__Your task__:
Please reproduce word for word the passage on the conductor line layer between "Referring to FIG." and "good dielectric strength.", inclusive.

In addition, in the present embodiment, the step of forming the conductor line layer 220 may include forming a bridge layer 222 on the insulating base layer 212 by chemical plating, and subsequently forming an electroplating layer as the conductor line layer 220 on the bridge layer 222 by electroplating. The bridge layer 222 is disposed between the insulating base layer 212 and the conductor line layer 220, and the conductor line layer 220 is disposed on the insulating base layer 212 by means of the bridge layer 222. The material of the bridge layer 222 may be nickel, and the material of the conductor line layer 220 may be gold, silver or copper.
Referring to FIG. 6B, an insulating cover layer 214a and the insulating base layer 212 are used to encompass the conductor line layer 220. The insulating base layer 212 and insulating cover layer 214a form an inner insulating layer 210a. In the present embodiment, the insulating cover layer 214a may be formed by attaching an insulating film to encompass the insulating base layer 212 and the conductor line layer 220. The material of the insulating cover layer 214a may be a soft polymer, such as PI, PET, PC, or like, which is insulative and has a good dielectric strength.

__Excerpted data__:
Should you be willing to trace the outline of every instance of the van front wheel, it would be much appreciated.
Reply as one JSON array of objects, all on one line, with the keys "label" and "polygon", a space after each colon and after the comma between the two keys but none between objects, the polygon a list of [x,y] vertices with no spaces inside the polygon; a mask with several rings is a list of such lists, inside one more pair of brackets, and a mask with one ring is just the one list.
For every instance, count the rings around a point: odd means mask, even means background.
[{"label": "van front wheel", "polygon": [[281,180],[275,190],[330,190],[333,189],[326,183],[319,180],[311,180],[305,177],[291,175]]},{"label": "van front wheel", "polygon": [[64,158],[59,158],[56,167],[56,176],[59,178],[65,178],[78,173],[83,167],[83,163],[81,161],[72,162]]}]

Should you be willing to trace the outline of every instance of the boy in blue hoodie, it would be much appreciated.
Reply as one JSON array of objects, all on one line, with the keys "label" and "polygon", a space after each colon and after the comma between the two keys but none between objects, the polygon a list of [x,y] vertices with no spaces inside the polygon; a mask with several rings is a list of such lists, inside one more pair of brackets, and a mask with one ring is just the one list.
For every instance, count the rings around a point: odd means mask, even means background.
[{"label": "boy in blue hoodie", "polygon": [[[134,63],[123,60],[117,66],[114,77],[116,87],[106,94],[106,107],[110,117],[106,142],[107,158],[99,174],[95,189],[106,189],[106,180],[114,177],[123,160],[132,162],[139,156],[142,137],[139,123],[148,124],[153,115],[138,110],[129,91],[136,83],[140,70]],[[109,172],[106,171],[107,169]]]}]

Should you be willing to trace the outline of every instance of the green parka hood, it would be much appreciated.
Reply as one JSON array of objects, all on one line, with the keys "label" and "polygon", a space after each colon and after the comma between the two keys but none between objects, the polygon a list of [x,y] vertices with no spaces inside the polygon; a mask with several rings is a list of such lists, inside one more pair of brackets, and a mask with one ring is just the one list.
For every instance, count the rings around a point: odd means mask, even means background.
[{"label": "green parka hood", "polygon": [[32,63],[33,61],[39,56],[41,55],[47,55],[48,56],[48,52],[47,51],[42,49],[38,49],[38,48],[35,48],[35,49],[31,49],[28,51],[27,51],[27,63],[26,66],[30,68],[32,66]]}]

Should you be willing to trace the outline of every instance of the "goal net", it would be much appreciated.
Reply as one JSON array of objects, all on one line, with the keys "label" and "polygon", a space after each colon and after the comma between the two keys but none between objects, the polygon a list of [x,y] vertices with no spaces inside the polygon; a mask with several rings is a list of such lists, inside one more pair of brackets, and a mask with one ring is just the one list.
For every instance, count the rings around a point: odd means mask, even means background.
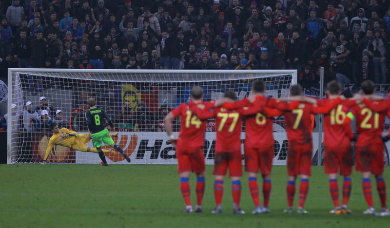
[{"label": "goal net", "polygon": [[[296,83],[295,70],[10,69],[8,75],[8,113],[11,114],[8,114],[8,164],[42,161],[52,134],[52,122],[57,123],[60,129],[88,133],[84,114],[90,97],[112,120],[119,133],[114,141],[130,157],[132,164],[176,164],[163,119],[188,101],[192,87],[202,88],[204,100],[210,101],[222,97],[229,89],[234,90],[239,99],[247,97],[256,79],[265,82],[268,95],[286,97],[291,85]],[[288,145],[282,120],[282,117],[276,118],[273,126],[274,164],[286,164]],[[206,164],[214,164],[215,127],[214,120],[209,120],[204,148]],[[173,127],[177,135],[179,119]],[[107,128],[111,131],[108,124]],[[92,141],[86,144],[93,147]],[[126,163],[120,154],[106,156],[110,163]],[[48,159],[58,163],[99,161],[97,154],[60,146],[53,147]]]}]

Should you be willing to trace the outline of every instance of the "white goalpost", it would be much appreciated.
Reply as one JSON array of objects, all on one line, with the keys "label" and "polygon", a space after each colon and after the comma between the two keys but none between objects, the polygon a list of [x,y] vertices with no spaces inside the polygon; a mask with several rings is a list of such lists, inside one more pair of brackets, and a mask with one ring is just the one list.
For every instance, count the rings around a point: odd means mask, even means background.
[{"label": "white goalpost", "polygon": [[[188,101],[192,87],[202,88],[206,101],[223,97],[229,89],[234,90],[241,99],[251,95],[254,80],[261,79],[267,95],[283,98],[289,96],[297,77],[296,70],[10,68],[7,163],[41,162],[52,135],[50,124],[53,122],[60,129],[87,133],[83,114],[88,110],[87,98],[93,97],[114,123],[119,133],[114,142],[131,157],[131,164],[176,164],[163,117]],[[273,127],[273,164],[285,165],[288,144],[283,117],[275,118]],[[113,130],[108,124],[107,128]],[[179,129],[180,121],[176,119],[174,133],[178,135]],[[241,138],[245,139],[245,127]],[[214,164],[215,140],[215,122],[210,119],[203,149],[206,164]],[[86,144],[92,147],[92,141]],[[313,144],[315,152],[317,147]],[[127,163],[120,154],[107,157],[109,163]],[[48,160],[58,163],[97,163],[100,160],[97,154],[60,146],[53,148]]]}]

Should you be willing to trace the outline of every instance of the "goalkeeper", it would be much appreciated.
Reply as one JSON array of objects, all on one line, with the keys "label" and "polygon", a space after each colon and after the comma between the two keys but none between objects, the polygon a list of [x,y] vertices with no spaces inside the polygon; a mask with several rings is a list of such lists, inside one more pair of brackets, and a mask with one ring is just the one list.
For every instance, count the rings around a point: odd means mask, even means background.
[{"label": "goalkeeper", "polygon": [[110,146],[122,154],[126,158],[128,162],[130,162],[130,158],[129,157],[123,150],[119,146],[115,144],[113,139],[110,136],[108,130],[106,128],[106,120],[110,124],[112,129],[114,129],[114,123],[108,117],[104,109],[96,107],[96,102],[92,97],[88,98],[88,106],[89,110],[85,113],[85,118],[87,120],[87,125],[89,131],[92,134],[92,143],[94,147],[96,147],[99,151],[99,156],[102,162],[100,162],[102,166],[107,166],[108,164],[106,162],[106,157],[104,153],[101,151],[101,142],[104,143],[106,146]]},{"label": "goalkeeper", "polygon": [[[45,157],[43,158],[42,164],[46,164],[46,160],[52,151],[53,147],[55,145],[59,145],[63,147],[69,147],[77,151],[83,152],[93,152],[98,153],[98,151],[96,148],[91,148],[85,143],[89,142],[92,138],[92,136],[90,133],[78,134],[76,132],[70,131],[67,128],[63,128],[59,130],[58,124],[52,123],[50,124],[50,129],[53,132],[53,136],[49,140],[49,145],[46,150]],[[111,136],[117,137],[117,133],[111,134]],[[110,152],[113,155],[116,155],[117,152],[111,150],[102,150],[103,152]]]}]

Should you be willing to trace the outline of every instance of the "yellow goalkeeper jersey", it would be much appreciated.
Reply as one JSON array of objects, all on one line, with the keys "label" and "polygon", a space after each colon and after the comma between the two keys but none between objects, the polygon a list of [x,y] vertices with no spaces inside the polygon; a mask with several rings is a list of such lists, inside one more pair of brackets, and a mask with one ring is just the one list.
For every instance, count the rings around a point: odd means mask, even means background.
[{"label": "yellow goalkeeper jersey", "polygon": [[59,145],[63,147],[72,148],[72,146],[75,143],[76,140],[75,137],[68,137],[67,138],[62,138],[61,135],[62,133],[65,134],[72,134],[77,135],[77,133],[76,132],[70,131],[69,129],[65,128],[61,128],[59,132],[57,134],[53,134],[53,136],[50,137],[49,140],[49,145],[47,146],[47,149],[46,150],[45,153],[44,160],[47,160],[49,154],[50,154],[50,152],[52,151],[53,147],[55,145]]}]

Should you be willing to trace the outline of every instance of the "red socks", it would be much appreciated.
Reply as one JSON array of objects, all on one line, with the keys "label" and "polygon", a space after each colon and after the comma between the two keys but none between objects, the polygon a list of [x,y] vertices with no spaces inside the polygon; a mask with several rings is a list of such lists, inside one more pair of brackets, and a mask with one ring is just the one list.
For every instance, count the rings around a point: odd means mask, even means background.
[{"label": "red socks", "polygon": [[299,201],[298,201],[298,206],[300,208],[304,208],[305,202],[306,201],[306,197],[309,191],[309,179],[301,179],[301,185],[299,186]]},{"label": "red socks", "polygon": [[180,178],[180,188],[181,190],[181,194],[186,203],[186,206],[191,205],[191,199],[190,197],[191,190],[190,189],[190,183],[188,183],[189,178],[188,177]]},{"label": "red socks", "polygon": [[222,203],[223,195],[223,181],[215,180],[214,181],[214,197],[215,198],[215,205],[217,206]]},{"label": "red socks", "polygon": [[198,176],[196,178],[196,205],[202,206],[202,200],[204,194],[204,177]]},{"label": "red socks", "polygon": [[331,191],[331,196],[332,197],[334,207],[340,207],[340,203],[338,201],[338,184],[337,179],[329,179],[329,190]]},{"label": "red socks", "polygon": [[252,196],[254,206],[256,207],[260,206],[259,188],[256,177],[249,177],[249,190],[251,191],[251,195]]},{"label": "red socks", "polygon": [[240,208],[240,198],[241,198],[241,181],[239,180],[232,182],[232,195],[233,196],[233,203]]},{"label": "red socks", "polygon": [[351,195],[352,181],[350,177],[344,177],[343,183],[343,205],[348,205],[348,200]]},{"label": "red socks", "polygon": [[263,195],[264,197],[264,207],[268,207],[270,195],[271,194],[271,180],[263,180]]},{"label": "red socks", "polygon": [[379,194],[379,198],[381,199],[381,207],[386,207],[386,184],[383,177],[376,179],[376,189]]},{"label": "red socks", "polygon": [[371,187],[371,180],[370,178],[363,178],[362,185],[363,186],[363,193],[364,194],[366,202],[367,202],[367,206],[369,208],[372,208],[373,207],[373,204],[372,204],[372,190]]},{"label": "red socks", "polygon": [[295,181],[287,181],[287,205],[289,208],[292,207],[294,203],[294,194],[295,193]]}]

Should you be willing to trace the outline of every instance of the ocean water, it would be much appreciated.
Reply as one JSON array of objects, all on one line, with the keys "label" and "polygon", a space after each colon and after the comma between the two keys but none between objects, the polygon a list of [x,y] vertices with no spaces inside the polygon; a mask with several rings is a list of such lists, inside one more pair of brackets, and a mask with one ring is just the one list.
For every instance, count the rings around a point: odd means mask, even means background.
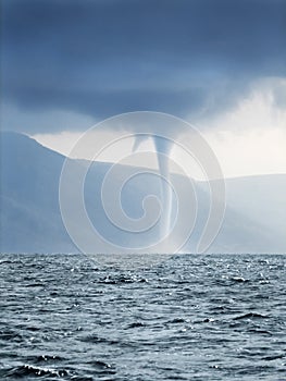
[{"label": "ocean water", "polygon": [[286,256],[0,256],[0,380],[286,380]]}]

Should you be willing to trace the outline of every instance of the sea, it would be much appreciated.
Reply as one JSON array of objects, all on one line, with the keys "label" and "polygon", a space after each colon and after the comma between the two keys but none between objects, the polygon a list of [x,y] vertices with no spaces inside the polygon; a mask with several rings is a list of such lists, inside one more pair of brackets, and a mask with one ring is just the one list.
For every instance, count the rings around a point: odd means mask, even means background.
[{"label": "sea", "polygon": [[0,255],[0,380],[286,380],[286,256]]}]

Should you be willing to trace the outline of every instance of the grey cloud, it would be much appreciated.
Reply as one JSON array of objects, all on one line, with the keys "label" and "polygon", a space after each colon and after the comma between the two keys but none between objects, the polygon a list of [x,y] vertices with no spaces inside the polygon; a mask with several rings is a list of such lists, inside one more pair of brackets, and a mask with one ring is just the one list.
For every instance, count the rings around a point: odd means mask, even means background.
[{"label": "grey cloud", "polygon": [[285,76],[285,7],[283,0],[4,1],[4,102],[94,118],[216,112],[256,78]]}]

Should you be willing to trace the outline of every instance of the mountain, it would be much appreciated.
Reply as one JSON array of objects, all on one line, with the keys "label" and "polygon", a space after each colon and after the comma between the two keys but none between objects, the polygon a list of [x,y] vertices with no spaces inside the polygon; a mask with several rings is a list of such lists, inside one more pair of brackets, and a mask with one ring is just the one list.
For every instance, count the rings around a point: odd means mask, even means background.
[{"label": "mountain", "polygon": [[[1,133],[1,251],[5,253],[77,253],[62,222],[59,206],[59,181],[65,157],[42,147],[34,139],[16,134]],[[88,162],[71,160],[75,171]],[[113,201],[122,202],[123,210],[130,218],[144,216],[142,200],[150,194],[160,195],[160,180],[153,174],[138,175],[137,168],[116,165],[110,184],[104,190],[107,205],[102,205],[101,186],[112,165],[95,162],[90,165],[84,187],[88,218],[104,239],[119,246],[138,245],[138,237],[145,243],[156,242],[160,225],[154,224],[145,234],[124,232],[110,223],[105,209],[114,210]],[[124,177],[130,180],[122,189],[120,200],[115,199]],[[188,179],[173,175],[172,181],[184,195],[190,197]],[[194,251],[201,236],[209,212],[209,194],[206,183],[192,181],[198,198],[197,223],[190,239],[183,250]],[[76,180],[71,179],[67,190],[72,195]],[[115,192],[114,192],[115,190]],[[210,253],[285,253],[286,175],[264,175],[226,180],[227,207],[225,219]],[[70,196],[69,196],[70,197]],[[115,205],[115,204],[114,204]],[[80,211],[76,205],[73,214],[76,234],[86,237],[88,250],[95,247],[80,223]],[[149,210],[150,211],[150,210]],[[158,210],[153,208],[153,218]],[[190,223],[188,216],[184,224]],[[89,246],[88,246],[89,245]],[[102,246],[104,247],[104,246]]]}]

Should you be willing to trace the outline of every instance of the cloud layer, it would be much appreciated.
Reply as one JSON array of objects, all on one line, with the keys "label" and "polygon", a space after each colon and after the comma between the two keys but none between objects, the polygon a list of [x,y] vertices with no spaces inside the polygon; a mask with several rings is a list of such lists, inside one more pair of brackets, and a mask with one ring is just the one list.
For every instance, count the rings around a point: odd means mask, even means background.
[{"label": "cloud layer", "polygon": [[16,128],[11,108],[94,119],[136,110],[212,114],[254,81],[286,75],[283,0],[2,4],[5,128]]}]

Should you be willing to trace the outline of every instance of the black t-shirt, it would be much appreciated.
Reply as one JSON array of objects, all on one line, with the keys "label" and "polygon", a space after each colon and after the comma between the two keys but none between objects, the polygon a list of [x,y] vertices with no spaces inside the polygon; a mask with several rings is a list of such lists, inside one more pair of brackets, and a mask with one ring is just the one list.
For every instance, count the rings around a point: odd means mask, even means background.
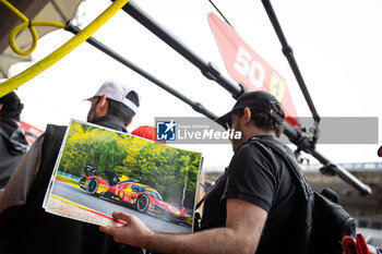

__Final result__:
Referring to FIG. 6B, an insulating cover layer 214a and the insulating base layer 212 are used to encompass the conductor line layer 220. The insulating base layer 212 and insulating cover layer 214a form an inner insulating layer 210a. In the present embodiment, the insulating cover layer 214a may be formed by attaching an insulating film to encompass the insulating base layer 212 and the conductor line layer 220. The material of the insulating cover layer 214a may be a soft polymer, such as PI, PET, PC, or like, which is insulative and has a good dielectric strength.